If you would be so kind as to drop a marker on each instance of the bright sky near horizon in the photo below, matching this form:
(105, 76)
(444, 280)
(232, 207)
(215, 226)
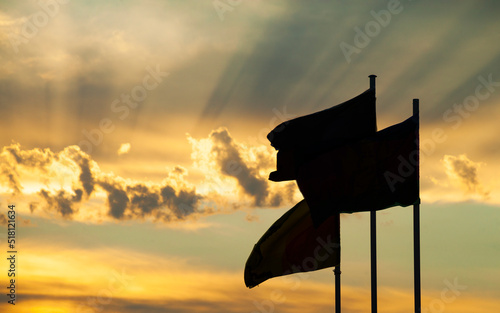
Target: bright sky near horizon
(133, 145)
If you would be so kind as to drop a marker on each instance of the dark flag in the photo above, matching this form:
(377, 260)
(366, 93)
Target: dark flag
(293, 244)
(302, 139)
(374, 173)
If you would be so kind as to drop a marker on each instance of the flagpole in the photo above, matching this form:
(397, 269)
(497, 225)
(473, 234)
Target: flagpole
(337, 273)
(373, 239)
(416, 222)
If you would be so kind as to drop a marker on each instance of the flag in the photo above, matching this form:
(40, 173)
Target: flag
(293, 244)
(374, 173)
(301, 139)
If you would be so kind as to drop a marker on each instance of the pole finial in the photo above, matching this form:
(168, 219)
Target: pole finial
(372, 81)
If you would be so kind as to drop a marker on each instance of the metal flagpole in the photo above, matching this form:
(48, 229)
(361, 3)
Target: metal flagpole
(416, 222)
(337, 273)
(373, 238)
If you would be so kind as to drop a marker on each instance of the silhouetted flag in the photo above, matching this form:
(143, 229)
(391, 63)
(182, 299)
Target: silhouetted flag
(293, 244)
(303, 138)
(374, 173)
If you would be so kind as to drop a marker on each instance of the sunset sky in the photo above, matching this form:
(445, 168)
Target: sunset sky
(133, 145)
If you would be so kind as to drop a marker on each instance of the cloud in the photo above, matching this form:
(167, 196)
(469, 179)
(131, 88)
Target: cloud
(124, 148)
(228, 164)
(231, 164)
(464, 171)
(68, 183)
(171, 200)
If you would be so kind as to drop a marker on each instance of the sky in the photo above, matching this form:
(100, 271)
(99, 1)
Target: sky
(133, 146)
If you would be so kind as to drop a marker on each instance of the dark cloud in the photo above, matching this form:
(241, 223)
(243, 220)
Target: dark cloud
(465, 171)
(117, 199)
(231, 164)
(86, 177)
(62, 202)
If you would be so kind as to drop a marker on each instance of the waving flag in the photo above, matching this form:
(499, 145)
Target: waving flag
(293, 244)
(371, 174)
(302, 139)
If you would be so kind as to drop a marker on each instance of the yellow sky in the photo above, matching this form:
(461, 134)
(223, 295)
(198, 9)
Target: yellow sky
(133, 137)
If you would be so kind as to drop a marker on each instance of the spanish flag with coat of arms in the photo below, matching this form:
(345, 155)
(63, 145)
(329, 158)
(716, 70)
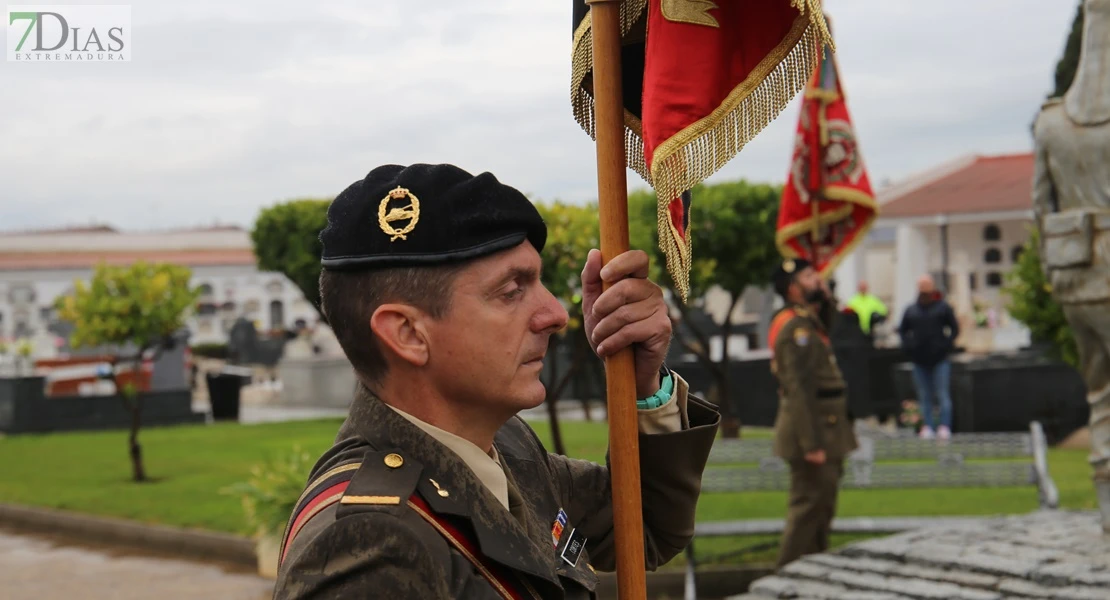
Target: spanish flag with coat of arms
(702, 79)
(827, 204)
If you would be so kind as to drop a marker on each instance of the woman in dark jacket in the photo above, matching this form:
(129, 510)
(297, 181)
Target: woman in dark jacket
(928, 333)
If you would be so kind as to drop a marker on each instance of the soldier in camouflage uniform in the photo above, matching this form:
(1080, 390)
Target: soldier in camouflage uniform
(434, 488)
(813, 431)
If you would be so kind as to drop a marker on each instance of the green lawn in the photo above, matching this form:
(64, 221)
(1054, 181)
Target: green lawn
(90, 473)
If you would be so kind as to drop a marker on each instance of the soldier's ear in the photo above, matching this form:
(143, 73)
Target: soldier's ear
(400, 329)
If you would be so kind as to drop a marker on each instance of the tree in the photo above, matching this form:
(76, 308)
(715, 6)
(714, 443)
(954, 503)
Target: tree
(1069, 62)
(572, 232)
(733, 239)
(131, 307)
(286, 240)
(1032, 304)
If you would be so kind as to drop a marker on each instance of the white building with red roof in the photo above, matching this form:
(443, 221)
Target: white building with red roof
(965, 223)
(38, 266)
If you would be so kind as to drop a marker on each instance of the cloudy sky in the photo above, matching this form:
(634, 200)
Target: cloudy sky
(230, 107)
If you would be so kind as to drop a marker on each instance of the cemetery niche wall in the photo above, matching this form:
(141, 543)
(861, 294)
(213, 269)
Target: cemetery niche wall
(69, 394)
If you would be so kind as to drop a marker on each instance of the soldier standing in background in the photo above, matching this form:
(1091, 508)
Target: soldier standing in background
(813, 431)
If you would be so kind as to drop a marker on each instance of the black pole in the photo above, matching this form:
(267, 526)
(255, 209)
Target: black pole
(944, 255)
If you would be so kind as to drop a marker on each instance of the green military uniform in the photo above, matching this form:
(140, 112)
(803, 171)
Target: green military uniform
(813, 415)
(374, 542)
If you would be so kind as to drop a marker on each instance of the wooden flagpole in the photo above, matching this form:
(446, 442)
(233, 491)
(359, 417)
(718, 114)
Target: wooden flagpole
(619, 369)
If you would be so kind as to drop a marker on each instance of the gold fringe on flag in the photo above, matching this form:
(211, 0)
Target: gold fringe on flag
(702, 149)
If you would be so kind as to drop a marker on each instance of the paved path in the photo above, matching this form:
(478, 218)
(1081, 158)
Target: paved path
(37, 569)
(1046, 555)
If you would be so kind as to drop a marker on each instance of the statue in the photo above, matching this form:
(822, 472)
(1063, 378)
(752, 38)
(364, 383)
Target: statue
(1071, 200)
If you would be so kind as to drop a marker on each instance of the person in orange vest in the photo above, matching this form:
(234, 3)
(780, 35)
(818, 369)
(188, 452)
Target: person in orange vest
(813, 431)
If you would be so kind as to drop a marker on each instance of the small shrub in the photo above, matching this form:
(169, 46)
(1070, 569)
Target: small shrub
(1032, 304)
(270, 494)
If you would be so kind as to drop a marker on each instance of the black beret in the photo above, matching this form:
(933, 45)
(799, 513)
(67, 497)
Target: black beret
(785, 272)
(425, 214)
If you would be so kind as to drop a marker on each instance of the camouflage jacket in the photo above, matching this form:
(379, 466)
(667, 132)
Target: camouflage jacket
(389, 549)
(813, 408)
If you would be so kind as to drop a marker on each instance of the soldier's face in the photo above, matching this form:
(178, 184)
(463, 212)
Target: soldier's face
(488, 348)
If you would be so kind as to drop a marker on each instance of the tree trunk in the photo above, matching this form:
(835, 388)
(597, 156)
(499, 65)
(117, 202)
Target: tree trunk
(137, 468)
(552, 412)
(132, 402)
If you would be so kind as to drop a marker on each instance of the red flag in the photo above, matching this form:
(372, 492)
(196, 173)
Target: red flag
(827, 203)
(700, 80)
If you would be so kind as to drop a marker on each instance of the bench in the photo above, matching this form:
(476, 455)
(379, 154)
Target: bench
(880, 463)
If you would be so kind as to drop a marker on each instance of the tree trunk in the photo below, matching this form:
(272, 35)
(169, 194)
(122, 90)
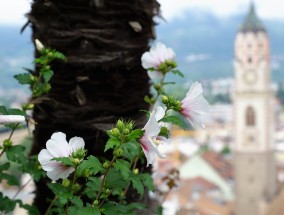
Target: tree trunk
(102, 80)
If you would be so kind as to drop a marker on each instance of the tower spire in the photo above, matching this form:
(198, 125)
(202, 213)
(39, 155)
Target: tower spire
(252, 22)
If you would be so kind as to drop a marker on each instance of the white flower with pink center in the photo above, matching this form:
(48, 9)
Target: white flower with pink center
(7, 119)
(194, 106)
(58, 147)
(151, 139)
(155, 57)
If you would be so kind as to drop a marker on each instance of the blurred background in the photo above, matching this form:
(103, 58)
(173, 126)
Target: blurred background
(201, 174)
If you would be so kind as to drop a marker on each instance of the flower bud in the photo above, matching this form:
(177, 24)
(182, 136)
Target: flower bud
(118, 152)
(130, 125)
(50, 55)
(65, 182)
(76, 161)
(7, 144)
(165, 99)
(136, 171)
(76, 187)
(39, 45)
(96, 202)
(79, 154)
(115, 132)
(86, 173)
(120, 124)
(126, 131)
(107, 191)
(106, 164)
(157, 86)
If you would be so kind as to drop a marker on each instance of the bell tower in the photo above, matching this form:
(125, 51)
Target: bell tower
(253, 118)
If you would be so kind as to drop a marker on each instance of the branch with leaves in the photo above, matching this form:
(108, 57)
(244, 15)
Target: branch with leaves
(87, 184)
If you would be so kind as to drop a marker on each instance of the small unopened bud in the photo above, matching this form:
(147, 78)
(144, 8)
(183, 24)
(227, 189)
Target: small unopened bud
(130, 125)
(126, 131)
(165, 99)
(80, 153)
(50, 55)
(118, 152)
(86, 173)
(157, 86)
(106, 164)
(65, 182)
(136, 171)
(120, 124)
(76, 187)
(115, 132)
(39, 45)
(96, 203)
(76, 161)
(7, 144)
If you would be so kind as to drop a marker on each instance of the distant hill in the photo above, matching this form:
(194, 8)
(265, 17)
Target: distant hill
(204, 44)
(202, 41)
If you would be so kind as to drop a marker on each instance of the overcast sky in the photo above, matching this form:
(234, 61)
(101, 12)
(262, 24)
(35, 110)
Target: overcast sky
(12, 11)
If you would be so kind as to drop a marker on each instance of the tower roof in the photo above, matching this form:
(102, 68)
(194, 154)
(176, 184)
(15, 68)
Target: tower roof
(252, 22)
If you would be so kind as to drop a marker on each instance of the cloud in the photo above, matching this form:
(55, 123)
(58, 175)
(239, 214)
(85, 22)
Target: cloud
(266, 9)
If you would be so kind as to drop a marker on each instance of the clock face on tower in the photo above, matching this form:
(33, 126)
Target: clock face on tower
(250, 77)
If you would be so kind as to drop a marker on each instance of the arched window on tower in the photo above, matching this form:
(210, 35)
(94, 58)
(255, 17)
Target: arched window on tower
(250, 116)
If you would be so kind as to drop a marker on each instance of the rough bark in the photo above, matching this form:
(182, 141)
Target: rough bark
(102, 80)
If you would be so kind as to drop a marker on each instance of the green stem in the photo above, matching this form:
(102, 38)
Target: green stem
(50, 205)
(134, 163)
(22, 187)
(104, 178)
(9, 138)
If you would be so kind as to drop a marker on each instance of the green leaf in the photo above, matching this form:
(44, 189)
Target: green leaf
(123, 166)
(67, 161)
(16, 154)
(63, 193)
(148, 100)
(177, 72)
(32, 166)
(60, 56)
(24, 78)
(135, 134)
(92, 186)
(114, 179)
(111, 143)
(131, 149)
(92, 164)
(4, 166)
(164, 132)
(47, 75)
(6, 204)
(147, 181)
(137, 183)
(174, 120)
(15, 111)
(12, 180)
(3, 110)
(77, 201)
(32, 210)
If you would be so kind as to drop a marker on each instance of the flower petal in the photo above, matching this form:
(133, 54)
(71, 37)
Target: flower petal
(152, 127)
(159, 112)
(62, 172)
(149, 150)
(76, 143)
(6, 119)
(58, 146)
(194, 105)
(154, 75)
(44, 156)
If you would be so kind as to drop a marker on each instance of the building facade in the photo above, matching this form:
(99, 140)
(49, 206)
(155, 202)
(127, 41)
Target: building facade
(253, 118)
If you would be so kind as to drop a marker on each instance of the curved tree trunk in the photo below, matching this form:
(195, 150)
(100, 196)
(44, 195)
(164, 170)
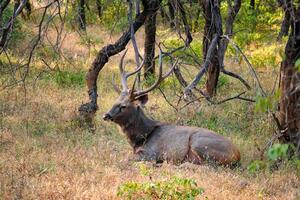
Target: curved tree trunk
(286, 22)
(88, 110)
(289, 112)
(149, 46)
(99, 8)
(211, 28)
(81, 15)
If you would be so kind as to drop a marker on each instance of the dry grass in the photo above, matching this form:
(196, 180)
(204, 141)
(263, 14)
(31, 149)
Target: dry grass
(46, 154)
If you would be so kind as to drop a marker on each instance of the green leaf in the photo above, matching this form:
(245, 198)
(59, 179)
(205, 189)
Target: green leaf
(297, 64)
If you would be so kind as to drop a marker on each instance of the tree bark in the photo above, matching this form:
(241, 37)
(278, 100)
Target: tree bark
(289, 111)
(172, 13)
(81, 15)
(149, 45)
(286, 22)
(99, 8)
(89, 109)
(211, 27)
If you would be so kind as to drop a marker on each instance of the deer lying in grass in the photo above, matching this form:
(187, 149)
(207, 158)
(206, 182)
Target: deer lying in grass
(156, 141)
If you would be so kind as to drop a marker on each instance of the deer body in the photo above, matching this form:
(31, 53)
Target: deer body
(155, 141)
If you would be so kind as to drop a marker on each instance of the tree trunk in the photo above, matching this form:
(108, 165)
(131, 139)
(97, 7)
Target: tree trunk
(149, 46)
(81, 15)
(286, 22)
(210, 29)
(89, 109)
(289, 111)
(99, 8)
(172, 13)
(252, 4)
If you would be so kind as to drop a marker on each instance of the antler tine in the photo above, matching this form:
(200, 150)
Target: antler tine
(123, 74)
(160, 77)
(137, 69)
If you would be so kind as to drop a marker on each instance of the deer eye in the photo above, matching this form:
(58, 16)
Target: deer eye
(123, 107)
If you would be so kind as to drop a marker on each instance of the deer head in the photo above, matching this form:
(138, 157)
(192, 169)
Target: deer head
(129, 103)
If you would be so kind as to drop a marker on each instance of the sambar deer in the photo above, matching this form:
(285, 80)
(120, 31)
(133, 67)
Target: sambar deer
(156, 141)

—————

*TASK GOAL*.
Copy word for word every line from the start of the material through the line holding "of the pole". The pictures are not part of the copy.

*RESPONSE TO THE TASK*.
If you would be so kind as to drop a marker on each instance of the bright sky near horizon in the photo below, matching this form:
(105, 76)
(444, 280)
(232, 207)
(215, 226)
Target: bright sky near horizon
(133, 145)
If you would be so kind as to drop a marker on each instance of the dark flag in the photo above, matching this form:
(377, 260)
(366, 93)
Target: dark flag
(293, 244)
(302, 139)
(374, 173)
If you would be so kind as to drop a marker on each instance of the flagpole in the photo above, matching this form:
(397, 269)
(497, 225)
(473, 234)
Target: flagpole
(337, 273)
(373, 239)
(416, 222)
If you would be so kind as to drop a marker on each instance of the flag in the photo above, matching this form:
(40, 173)
Target: flag
(293, 244)
(374, 173)
(301, 139)
If you would be so kind as to drop a marker on each instance of the pole finial in the photo above, matching this form:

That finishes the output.